* _Exercise_
Turn every line of the material below into a JSON list of strings, one string per line, with blank lines omitted.

* _Listed entries_
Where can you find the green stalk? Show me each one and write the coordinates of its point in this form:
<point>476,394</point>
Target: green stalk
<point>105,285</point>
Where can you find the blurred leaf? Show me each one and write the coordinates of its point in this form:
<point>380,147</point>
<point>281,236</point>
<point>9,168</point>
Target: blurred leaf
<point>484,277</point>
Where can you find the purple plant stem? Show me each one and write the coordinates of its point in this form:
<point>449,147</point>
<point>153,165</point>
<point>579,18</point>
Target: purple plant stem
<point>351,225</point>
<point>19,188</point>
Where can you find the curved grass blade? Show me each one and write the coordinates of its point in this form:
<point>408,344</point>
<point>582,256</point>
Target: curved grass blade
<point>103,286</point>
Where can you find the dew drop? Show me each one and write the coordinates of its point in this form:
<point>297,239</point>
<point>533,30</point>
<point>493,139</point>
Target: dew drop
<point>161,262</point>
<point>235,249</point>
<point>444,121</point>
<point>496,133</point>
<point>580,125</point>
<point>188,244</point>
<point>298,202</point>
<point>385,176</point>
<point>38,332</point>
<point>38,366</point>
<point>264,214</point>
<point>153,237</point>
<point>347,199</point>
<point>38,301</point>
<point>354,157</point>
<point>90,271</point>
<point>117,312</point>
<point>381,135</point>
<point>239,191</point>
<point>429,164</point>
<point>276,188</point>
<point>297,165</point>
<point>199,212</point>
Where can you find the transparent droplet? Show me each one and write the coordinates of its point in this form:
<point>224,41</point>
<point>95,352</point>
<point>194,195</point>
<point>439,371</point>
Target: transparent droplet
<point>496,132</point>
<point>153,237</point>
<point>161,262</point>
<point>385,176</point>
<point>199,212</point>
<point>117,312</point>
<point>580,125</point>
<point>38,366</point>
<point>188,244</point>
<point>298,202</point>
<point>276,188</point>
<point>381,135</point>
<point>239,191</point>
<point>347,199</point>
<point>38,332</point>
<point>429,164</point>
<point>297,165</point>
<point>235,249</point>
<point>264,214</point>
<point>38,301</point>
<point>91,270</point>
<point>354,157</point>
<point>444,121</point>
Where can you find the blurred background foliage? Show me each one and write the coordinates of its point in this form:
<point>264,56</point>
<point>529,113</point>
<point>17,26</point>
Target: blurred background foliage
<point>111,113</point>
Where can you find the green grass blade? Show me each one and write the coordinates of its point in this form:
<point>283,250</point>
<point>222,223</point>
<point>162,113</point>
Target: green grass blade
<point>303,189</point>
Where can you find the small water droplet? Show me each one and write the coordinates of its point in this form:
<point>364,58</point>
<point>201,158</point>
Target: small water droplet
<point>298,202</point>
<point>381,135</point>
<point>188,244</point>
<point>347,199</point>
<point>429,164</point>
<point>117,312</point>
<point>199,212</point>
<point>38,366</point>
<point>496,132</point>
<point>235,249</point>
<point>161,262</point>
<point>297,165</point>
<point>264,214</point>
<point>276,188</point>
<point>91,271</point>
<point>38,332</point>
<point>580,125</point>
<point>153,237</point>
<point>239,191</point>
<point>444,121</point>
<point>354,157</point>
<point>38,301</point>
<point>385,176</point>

* _Completed task_
[
  "Where can you find the green stalk? Show me each one and write the coordinates of its point in this form:",
  "<point>476,394</point>",
  "Target: green stalk",
  "<point>105,285</point>",
  "Where can you find the blurred leaf? Show me each one and write the coordinates of its point in this form:",
  "<point>380,147</point>",
  "<point>281,236</point>",
  "<point>9,168</point>",
  "Target: blurred leaf",
  "<point>484,277</point>",
  "Where can you find the purple plant stem? Show me each one and write the coordinates of its point in this form:",
  "<point>449,147</point>",
  "<point>153,165</point>",
  "<point>579,18</point>",
  "Target: purple plant stem",
  "<point>351,225</point>",
  "<point>19,188</point>",
  "Where can you find the curved grass blade? Show me each one and write the coordinates of its point in this form:",
  "<point>408,344</point>",
  "<point>582,256</point>",
  "Target: curved grass blade",
  "<point>103,286</point>",
  "Where can you find the dew drop? Show me each one and write the coordinates of its point in this form:",
  "<point>297,239</point>",
  "<point>533,30</point>",
  "<point>493,139</point>",
  "Target: dew drop",
  "<point>161,262</point>",
  "<point>235,249</point>",
  "<point>444,121</point>",
  "<point>496,133</point>",
  "<point>580,125</point>",
  "<point>188,244</point>",
  "<point>298,202</point>",
  "<point>385,176</point>",
  "<point>38,332</point>",
  "<point>38,366</point>",
  "<point>264,214</point>",
  "<point>153,237</point>",
  "<point>347,199</point>",
  "<point>38,301</point>",
  "<point>354,157</point>",
  "<point>90,271</point>",
  "<point>117,312</point>",
  "<point>381,135</point>",
  "<point>239,191</point>",
  "<point>429,164</point>",
  "<point>276,188</point>",
  "<point>297,165</point>",
  "<point>199,212</point>",
  "Where can you find the transparent droplet? Show me each one and write the coordinates of its point in this form:",
  "<point>224,41</point>",
  "<point>95,352</point>",
  "<point>194,195</point>",
  "<point>439,371</point>",
  "Target: transparent droplet",
  "<point>496,132</point>",
  "<point>153,237</point>",
  "<point>161,262</point>",
  "<point>385,176</point>",
  "<point>199,212</point>",
  "<point>117,312</point>",
  "<point>580,125</point>",
  "<point>38,366</point>",
  "<point>188,244</point>",
  "<point>298,202</point>",
  "<point>276,188</point>",
  "<point>381,135</point>",
  "<point>239,191</point>",
  "<point>347,199</point>",
  "<point>38,332</point>",
  "<point>429,164</point>",
  "<point>297,165</point>",
  "<point>235,249</point>",
  "<point>264,214</point>",
  "<point>38,301</point>",
  "<point>91,270</point>",
  "<point>354,157</point>",
  "<point>444,121</point>",
  "Where can you find the blurred background foliage? Show me each one and write the coordinates of its point in this form:",
  "<point>264,56</point>",
  "<point>529,113</point>",
  "<point>17,26</point>",
  "Target: blurred background foliage",
  "<point>111,113</point>",
  "Where can you find the green grass blade? Show me each one and write the coordinates of its point in this form:",
  "<point>283,250</point>",
  "<point>222,223</point>",
  "<point>162,113</point>",
  "Target: green grass blade",
  "<point>303,189</point>",
  "Where can you find the small water droplet? Show me each one and write the coordinates of its point in this form:",
  "<point>364,58</point>",
  "<point>201,158</point>",
  "Target: small water droplet",
  "<point>298,202</point>",
  "<point>381,135</point>",
  "<point>188,244</point>",
  "<point>347,199</point>",
  "<point>429,164</point>",
  "<point>117,312</point>",
  "<point>199,212</point>",
  "<point>38,366</point>",
  "<point>496,132</point>",
  "<point>235,249</point>",
  "<point>161,262</point>",
  "<point>297,165</point>",
  "<point>264,214</point>",
  "<point>276,188</point>",
  "<point>91,271</point>",
  "<point>38,332</point>",
  "<point>580,125</point>",
  "<point>153,237</point>",
  "<point>239,191</point>",
  "<point>444,121</point>",
  "<point>354,157</point>",
  "<point>38,301</point>",
  "<point>385,176</point>"
]